▶ _HOW TO COMPLETE THIS TASK_: Reproduce the listing below word for word.

▶ _DATASET EXCERPTS_:
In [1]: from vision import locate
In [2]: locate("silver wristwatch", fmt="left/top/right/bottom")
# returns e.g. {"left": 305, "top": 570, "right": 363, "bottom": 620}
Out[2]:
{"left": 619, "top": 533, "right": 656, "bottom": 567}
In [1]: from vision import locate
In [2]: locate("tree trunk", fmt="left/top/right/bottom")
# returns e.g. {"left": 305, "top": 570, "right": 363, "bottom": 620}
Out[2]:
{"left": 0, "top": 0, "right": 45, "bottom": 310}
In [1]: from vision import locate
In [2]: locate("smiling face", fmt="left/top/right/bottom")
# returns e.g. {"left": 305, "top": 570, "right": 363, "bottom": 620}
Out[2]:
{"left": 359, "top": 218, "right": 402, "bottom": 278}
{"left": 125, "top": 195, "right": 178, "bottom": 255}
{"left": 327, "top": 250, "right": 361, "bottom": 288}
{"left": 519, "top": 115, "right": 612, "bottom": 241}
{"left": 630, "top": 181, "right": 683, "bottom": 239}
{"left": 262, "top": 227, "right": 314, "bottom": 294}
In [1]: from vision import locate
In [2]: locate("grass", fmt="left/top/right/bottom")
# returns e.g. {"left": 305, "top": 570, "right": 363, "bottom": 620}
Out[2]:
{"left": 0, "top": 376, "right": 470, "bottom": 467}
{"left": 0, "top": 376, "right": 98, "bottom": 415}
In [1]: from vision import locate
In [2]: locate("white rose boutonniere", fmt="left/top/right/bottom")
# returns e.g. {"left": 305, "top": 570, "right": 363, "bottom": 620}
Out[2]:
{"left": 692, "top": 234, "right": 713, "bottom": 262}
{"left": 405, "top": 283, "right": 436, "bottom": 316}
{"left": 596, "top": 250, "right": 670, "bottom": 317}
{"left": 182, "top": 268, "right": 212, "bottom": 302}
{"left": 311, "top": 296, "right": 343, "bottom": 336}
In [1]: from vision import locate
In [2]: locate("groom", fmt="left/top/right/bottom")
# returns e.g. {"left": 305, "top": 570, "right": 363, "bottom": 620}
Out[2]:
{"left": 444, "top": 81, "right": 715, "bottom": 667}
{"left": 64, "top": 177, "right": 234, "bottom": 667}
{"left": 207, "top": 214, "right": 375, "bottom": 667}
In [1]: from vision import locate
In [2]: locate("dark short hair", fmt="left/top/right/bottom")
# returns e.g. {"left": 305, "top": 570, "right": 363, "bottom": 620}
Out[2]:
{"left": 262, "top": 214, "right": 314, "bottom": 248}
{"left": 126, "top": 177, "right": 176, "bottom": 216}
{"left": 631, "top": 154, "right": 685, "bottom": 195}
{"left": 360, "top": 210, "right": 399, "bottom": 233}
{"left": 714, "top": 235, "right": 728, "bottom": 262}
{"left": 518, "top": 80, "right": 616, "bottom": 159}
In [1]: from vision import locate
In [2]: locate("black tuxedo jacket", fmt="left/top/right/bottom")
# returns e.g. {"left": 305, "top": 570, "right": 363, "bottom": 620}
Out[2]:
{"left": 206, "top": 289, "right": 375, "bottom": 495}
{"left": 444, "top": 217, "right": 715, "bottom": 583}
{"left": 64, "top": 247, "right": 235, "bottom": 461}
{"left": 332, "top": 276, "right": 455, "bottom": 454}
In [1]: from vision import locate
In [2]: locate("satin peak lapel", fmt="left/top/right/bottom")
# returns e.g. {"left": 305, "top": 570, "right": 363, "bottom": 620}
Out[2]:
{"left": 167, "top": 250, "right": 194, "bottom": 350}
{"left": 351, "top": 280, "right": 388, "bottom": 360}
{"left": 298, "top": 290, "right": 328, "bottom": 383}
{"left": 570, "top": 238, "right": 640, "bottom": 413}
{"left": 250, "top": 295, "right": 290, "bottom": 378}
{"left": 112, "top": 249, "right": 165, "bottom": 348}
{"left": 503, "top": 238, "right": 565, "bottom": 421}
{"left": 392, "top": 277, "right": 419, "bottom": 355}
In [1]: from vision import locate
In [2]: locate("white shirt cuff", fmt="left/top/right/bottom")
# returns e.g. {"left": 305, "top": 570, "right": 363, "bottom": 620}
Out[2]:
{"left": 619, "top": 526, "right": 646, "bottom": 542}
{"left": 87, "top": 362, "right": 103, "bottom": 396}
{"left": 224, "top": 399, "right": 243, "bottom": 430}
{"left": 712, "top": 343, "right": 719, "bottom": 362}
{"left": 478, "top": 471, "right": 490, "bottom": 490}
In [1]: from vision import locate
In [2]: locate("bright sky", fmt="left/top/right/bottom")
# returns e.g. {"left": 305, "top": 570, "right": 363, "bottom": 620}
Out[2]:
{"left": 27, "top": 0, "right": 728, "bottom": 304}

▶ _RESPONSE_:
In [1]: from vision import locate
In [2]: locate("silver wristwatch", fmt="left/top/right/bottom")
# returns e.g. {"left": 305, "top": 570, "right": 363, "bottom": 620}
Out[2]:
{"left": 619, "top": 533, "right": 656, "bottom": 567}
In [1]: from vision import locate
In [2]: locate("tree trunk", fmt="left/top/right/bottom")
# returns e.g. {"left": 305, "top": 570, "right": 363, "bottom": 620}
Out[2]:
{"left": 0, "top": 0, "right": 45, "bottom": 310}
In [1]: from vision import locate
In [2]: locate("smiling face", fmt="left/top/right/bottom")
# returns e.g. {"left": 305, "top": 570, "right": 363, "bottom": 620}
Out[2]:
{"left": 359, "top": 218, "right": 402, "bottom": 278}
{"left": 125, "top": 195, "right": 178, "bottom": 255}
{"left": 327, "top": 250, "right": 361, "bottom": 288}
{"left": 519, "top": 115, "right": 612, "bottom": 241}
{"left": 630, "top": 181, "right": 683, "bottom": 239}
{"left": 262, "top": 227, "right": 314, "bottom": 294}
In [1]: from vision import locate
In [2]: locate("grass", fmt="left/top/right/bottom")
# returns e.g. {"left": 305, "top": 570, "right": 363, "bottom": 620}
Out[2]:
{"left": 0, "top": 376, "right": 470, "bottom": 467}
{"left": 0, "top": 376, "right": 98, "bottom": 415}
In [1]: from vision import locate
In [2]: locate("white rose boutonniere", fmt="left/top/right/bottom")
# returns e.g. {"left": 305, "top": 570, "right": 363, "bottom": 620}
Out[2]:
{"left": 692, "top": 234, "right": 713, "bottom": 262}
{"left": 405, "top": 283, "right": 436, "bottom": 316}
{"left": 596, "top": 250, "right": 670, "bottom": 317}
{"left": 182, "top": 268, "right": 212, "bottom": 302}
{"left": 311, "top": 296, "right": 343, "bottom": 336}
In [1]: from vision import locate
In [2]: locate("groom", fmt="left/top/right/bottom")
# returns e.g. {"left": 305, "top": 570, "right": 363, "bottom": 620}
Out[2]:
{"left": 444, "top": 81, "right": 715, "bottom": 667}
{"left": 64, "top": 177, "right": 234, "bottom": 667}
{"left": 207, "top": 214, "right": 375, "bottom": 667}
In [1]: from vision import locate
In [2]: locate("dark short hair", fmt="left/top/right/bottom")
# returns e.g. {"left": 305, "top": 570, "right": 363, "bottom": 620}
Out[2]:
{"left": 262, "top": 214, "right": 314, "bottom": 248}
{"left": 126, "top": 177, "right": 176, "bottom": 216}
{"left": 631, "top": 154, "right": 685, "bottom": 195}
{"left": 360, "top": 210, "right": 399, "bottom": 233}
{"left": 714, "top": 235, "right": 728, "bottom": 262}
{"left": 518, "top": 80, "right": 616, "bottom": 159}
In [1]: from vision import locate
In [2]: locate("black tuxedo jacket", fmt="left/top/right/bottom")
# returns e.g. {"left": 305, "top": 570, "right": 363, "bottom": 620}
Out[2]:
{"left": 206, "top": 289, "right": 375, "bottom": 495}
{"left": 444, "top": 217, "right": 715, "bottom": 583}
{"left": 64, "top": 247, "right": 235, "bottom": 461}
{"left": 332, "top": 276, "right": 455, "bottom": 454}
In [1]: from vision import locate
In [2]: locate("satin peak lapel", fmt="left/top/right/bottom")
# returns e.g. {"left": 305, "top": 570, "right": 363, "bottom": 620}
Out[2]:
{"left": 167, "top": 250, "right": 194, "bottom": 350}
{"left": 351, "top": 280, "right": 388, "bottom": 360}
{"left": 298, "top": 290, "right": 328, "bottom": 383}
{"left": 570, "top": 238, "right": 640, "bottom": 413}
{"left": 250, "top": 295, "right": 290, "bottom": 378}
{"left": 112, "top": 249, "right": 165, "bottom": 348}
{"left": 503, "top": 238, "right": 565, "bottom": 421}
{"left": 392, "top": 277, "right": 419, "bottom": 355}
In [1]: from vision import locate
In [2]: locate("white shirt cuff", fmt="left/top/right/bottom")
# returns e.g. {"left": 305, "top": 570, "right": 363, "bottom": 620}
Out[2]:
{"left": 619, "top": 526, "right": 646, "bottom": 542}
{"left": 87, "top": 362, "right": 103, "bottom": 396}
{"left": 224, "top": 399, "right": 243, "bottom": 430}
{"left": 712, "top": 343, "right": 719, "bottom": 362}
{"left": 478, "top": 471, "right": 490, "bottom": 490}
In [1]: from vision import locate
In [2]: locate("bright sky", fmt="left/top/right/bottom")
# returns e.g. {"left": 305, "top": 570, "right": 363, "bottom": 620}
Out[2]:
{"left": 27, "top": 0, "right": 728, "bottom": 304}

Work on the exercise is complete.